- _SHORT EXERCISE_: Recast the lines of the records below as a numbered list, starting with the line that contains "Where can the hockey helmet" and going on through the end of the records. Omit any blank lines.

(Data listing)
┏━━
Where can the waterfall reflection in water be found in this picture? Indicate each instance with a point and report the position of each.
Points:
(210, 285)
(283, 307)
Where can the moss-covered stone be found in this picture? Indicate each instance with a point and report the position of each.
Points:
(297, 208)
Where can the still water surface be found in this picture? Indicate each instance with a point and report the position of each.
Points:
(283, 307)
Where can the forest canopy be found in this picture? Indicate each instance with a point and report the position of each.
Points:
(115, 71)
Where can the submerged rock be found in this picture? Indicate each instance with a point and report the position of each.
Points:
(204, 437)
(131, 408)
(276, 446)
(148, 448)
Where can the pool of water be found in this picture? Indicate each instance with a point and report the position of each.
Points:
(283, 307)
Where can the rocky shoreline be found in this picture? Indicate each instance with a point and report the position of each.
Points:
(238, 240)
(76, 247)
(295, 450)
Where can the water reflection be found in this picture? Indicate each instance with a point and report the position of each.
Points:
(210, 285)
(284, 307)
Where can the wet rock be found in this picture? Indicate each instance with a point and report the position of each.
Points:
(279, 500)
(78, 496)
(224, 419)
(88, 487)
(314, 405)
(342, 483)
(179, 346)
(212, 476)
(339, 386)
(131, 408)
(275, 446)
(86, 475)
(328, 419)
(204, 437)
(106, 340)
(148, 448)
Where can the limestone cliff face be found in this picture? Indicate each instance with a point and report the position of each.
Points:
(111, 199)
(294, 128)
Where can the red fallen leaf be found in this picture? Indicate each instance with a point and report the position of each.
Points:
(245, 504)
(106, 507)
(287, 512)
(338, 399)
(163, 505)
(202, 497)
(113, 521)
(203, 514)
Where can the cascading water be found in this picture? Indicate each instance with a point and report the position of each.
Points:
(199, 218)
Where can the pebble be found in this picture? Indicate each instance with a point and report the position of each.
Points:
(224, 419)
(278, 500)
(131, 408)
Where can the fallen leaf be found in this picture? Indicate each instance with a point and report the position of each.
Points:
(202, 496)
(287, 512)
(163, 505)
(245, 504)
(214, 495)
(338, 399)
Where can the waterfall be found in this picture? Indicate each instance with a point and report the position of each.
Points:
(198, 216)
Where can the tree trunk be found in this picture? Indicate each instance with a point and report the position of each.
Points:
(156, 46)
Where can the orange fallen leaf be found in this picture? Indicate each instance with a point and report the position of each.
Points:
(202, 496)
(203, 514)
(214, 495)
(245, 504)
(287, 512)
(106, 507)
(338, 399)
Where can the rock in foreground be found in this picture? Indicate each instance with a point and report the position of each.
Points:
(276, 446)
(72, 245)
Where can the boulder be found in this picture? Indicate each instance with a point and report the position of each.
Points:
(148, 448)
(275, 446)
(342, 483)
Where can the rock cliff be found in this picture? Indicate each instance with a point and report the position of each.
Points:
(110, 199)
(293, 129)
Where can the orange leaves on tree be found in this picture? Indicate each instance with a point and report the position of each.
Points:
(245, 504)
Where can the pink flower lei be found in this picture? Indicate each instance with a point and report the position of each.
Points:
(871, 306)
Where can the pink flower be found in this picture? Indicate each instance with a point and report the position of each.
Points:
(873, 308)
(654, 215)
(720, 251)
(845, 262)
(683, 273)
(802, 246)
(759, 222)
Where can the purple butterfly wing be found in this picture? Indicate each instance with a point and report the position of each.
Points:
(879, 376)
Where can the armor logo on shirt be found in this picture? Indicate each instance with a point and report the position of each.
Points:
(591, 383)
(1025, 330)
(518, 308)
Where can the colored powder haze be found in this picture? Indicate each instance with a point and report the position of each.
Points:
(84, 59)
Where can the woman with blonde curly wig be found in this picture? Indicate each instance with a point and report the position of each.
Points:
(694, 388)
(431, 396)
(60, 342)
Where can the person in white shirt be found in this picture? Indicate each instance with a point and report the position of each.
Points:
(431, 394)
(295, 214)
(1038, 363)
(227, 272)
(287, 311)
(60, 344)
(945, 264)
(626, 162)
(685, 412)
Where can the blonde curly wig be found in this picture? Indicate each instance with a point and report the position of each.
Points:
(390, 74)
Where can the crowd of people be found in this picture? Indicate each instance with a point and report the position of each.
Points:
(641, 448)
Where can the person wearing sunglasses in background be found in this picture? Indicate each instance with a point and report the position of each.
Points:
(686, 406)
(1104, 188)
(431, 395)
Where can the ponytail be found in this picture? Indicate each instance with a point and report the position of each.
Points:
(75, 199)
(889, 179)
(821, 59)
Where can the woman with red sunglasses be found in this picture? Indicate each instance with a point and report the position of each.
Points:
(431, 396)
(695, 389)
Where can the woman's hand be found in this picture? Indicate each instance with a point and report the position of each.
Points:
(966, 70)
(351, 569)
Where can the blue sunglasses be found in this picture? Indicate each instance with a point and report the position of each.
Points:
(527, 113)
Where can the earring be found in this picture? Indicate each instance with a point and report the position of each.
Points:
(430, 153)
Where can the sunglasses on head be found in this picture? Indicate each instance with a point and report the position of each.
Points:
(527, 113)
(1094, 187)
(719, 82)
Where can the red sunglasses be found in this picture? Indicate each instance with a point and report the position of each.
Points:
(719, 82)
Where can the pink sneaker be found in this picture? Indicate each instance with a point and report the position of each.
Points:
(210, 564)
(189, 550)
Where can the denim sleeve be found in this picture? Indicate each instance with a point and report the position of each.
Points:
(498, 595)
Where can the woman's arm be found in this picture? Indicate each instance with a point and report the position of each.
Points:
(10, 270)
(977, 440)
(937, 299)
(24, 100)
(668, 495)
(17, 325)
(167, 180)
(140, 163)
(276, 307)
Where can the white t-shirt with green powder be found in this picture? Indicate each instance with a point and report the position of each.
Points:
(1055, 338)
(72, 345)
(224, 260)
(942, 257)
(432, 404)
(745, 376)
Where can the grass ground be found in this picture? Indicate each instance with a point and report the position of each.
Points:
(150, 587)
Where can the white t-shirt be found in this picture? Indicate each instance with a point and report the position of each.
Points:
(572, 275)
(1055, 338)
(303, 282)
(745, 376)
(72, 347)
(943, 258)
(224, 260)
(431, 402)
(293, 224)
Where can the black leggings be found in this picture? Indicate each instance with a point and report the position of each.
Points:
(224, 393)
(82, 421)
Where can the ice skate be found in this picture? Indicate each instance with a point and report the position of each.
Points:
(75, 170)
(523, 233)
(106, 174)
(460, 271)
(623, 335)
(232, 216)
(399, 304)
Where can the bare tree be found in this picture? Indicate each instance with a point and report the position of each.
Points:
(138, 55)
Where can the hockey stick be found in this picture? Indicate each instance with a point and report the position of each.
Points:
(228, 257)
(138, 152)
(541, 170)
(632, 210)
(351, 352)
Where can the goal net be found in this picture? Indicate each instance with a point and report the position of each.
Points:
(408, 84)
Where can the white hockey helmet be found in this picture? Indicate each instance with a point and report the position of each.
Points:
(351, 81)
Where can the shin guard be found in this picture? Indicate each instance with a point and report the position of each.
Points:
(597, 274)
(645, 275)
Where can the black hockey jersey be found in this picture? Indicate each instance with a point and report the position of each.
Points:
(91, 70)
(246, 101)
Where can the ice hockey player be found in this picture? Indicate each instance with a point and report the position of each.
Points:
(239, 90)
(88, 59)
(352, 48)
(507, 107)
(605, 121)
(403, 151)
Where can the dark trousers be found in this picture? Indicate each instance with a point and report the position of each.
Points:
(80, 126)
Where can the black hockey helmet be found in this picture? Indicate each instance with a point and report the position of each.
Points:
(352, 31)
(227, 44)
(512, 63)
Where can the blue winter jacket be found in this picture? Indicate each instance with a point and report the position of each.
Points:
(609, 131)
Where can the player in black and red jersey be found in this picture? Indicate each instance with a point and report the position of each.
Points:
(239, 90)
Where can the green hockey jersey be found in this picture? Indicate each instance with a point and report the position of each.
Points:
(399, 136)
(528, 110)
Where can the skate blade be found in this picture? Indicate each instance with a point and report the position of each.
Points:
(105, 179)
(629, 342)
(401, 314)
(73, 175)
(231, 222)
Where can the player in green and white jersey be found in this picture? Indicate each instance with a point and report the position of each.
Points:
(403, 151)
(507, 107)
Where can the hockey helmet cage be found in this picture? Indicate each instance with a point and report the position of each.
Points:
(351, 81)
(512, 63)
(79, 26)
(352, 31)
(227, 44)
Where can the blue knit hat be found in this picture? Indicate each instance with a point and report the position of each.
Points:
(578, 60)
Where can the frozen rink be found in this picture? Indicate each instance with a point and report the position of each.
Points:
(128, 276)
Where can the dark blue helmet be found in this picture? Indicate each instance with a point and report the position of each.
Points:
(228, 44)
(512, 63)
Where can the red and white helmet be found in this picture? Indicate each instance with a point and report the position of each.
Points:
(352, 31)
┗━━
- _ANSWER TO THIS PROBLEM_:
1. Where can the hockey helmet cage be found in this picture? Indicate each instance with a point and report the position of each.
2. Points:
3. (351, 81)
4. (512, 63)
5. (79, 26)
6. (352, 31)
7. (227, 44)
8. Where can the blue knit hat be found in this picture? Indicate each instance with a point and report the position of each.
9. Points:
10. (578, 60)
11. Where can the frozen rink be found in this picture? Indicate each instance with a point and report the position of each.
12. Points:
13. (128, 276)
14. Where can the dark blue helmet be found in this picture? Indicate each instance with a point and report the position of each.
15. Points:
16. (228, 44)
17. (512, 63)
18. Where can the red and white helmet be found in this picture? Indicate each instance with a point and report the position of each.
19. Points:
20. (352, 31)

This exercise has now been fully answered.